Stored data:
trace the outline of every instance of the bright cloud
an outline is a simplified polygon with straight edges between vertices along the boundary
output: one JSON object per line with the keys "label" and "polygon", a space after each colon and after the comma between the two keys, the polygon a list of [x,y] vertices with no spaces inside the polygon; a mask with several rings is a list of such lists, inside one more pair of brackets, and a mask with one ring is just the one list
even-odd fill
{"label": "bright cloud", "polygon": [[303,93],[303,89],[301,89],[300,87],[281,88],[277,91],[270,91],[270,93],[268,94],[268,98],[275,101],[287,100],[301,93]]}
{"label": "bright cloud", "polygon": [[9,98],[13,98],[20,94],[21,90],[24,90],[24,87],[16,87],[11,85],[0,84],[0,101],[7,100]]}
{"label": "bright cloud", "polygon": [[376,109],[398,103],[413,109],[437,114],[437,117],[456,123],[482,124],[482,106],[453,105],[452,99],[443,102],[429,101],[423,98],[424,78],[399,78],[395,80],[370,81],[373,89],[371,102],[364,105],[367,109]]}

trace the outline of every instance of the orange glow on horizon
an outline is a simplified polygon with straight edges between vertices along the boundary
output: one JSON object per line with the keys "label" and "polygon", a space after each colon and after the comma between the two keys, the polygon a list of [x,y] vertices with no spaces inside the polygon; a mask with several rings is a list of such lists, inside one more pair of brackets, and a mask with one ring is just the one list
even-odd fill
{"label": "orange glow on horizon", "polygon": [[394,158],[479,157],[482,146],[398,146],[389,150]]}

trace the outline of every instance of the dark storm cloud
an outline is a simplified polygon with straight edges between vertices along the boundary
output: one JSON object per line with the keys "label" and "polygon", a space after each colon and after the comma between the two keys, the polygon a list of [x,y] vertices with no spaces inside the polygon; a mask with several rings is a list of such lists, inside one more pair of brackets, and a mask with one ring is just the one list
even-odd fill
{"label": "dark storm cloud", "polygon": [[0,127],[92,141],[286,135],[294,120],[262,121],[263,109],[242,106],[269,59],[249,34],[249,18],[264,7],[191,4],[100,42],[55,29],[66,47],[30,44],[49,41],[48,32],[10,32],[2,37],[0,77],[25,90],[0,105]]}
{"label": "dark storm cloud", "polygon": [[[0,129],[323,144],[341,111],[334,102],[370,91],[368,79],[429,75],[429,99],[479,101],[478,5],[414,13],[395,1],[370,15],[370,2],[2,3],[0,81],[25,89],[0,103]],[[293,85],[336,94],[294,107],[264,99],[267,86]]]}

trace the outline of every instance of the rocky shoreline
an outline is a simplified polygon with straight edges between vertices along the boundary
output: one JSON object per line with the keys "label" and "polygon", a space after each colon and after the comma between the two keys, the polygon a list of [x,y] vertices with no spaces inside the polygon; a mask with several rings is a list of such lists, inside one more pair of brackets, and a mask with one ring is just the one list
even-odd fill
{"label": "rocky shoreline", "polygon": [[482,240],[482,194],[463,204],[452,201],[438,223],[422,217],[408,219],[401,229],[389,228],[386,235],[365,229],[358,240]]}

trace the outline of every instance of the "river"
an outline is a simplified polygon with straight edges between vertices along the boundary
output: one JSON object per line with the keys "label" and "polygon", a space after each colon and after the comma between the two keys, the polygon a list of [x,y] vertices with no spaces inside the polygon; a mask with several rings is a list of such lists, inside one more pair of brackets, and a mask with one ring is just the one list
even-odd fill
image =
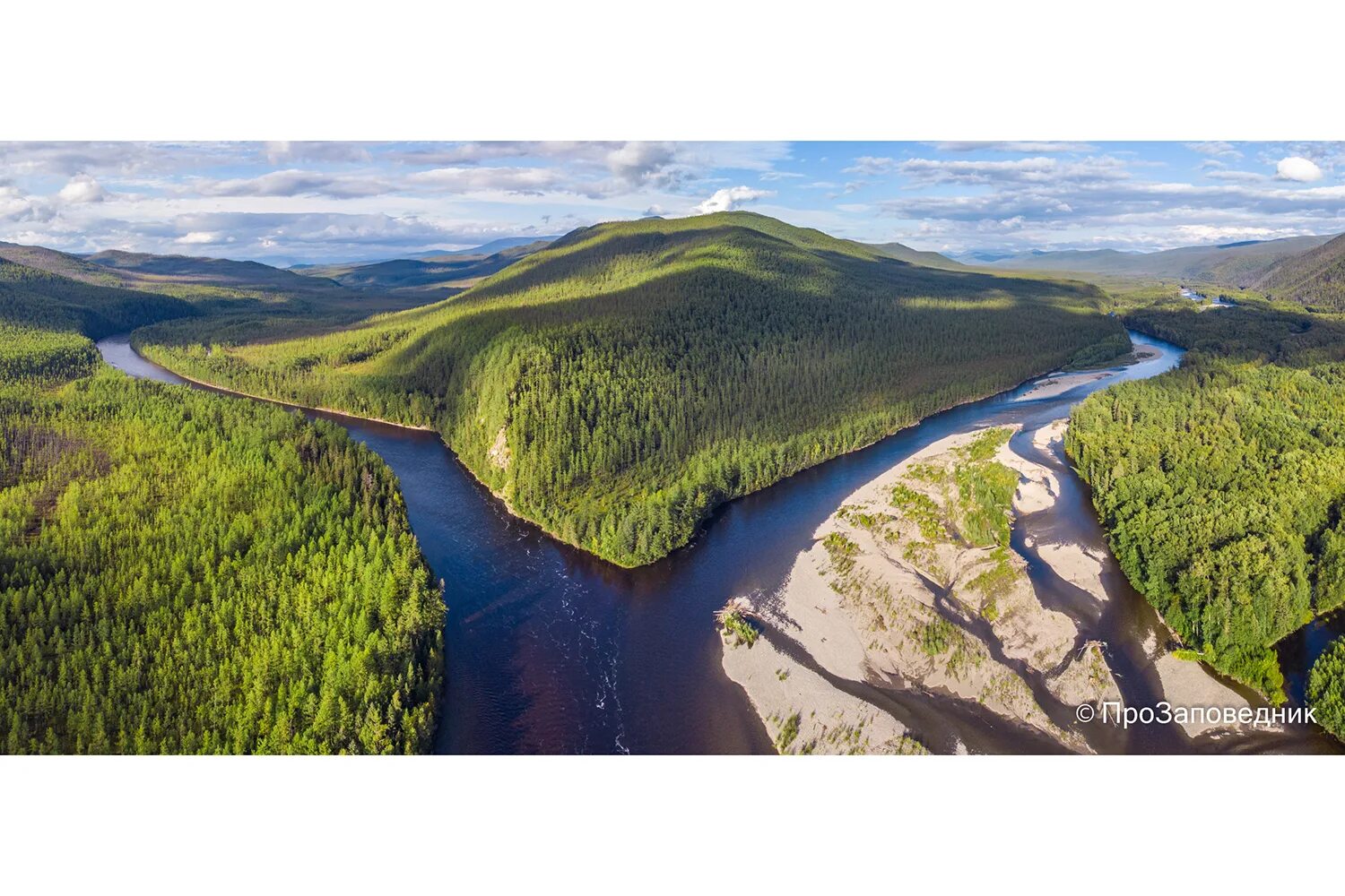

Required work
Copy each line of the data above that contains the string "rocky". Case counts.

Completed task
trace the outline of every instance of the rocky shoreline
{"label": "rocky shoreline", "polygon": [[482,240],[482,194],[463,204],[452,201],[438,223],[422,217],[408,219],[401,229],[389,228],[386,235],[365,229],[358,240]]}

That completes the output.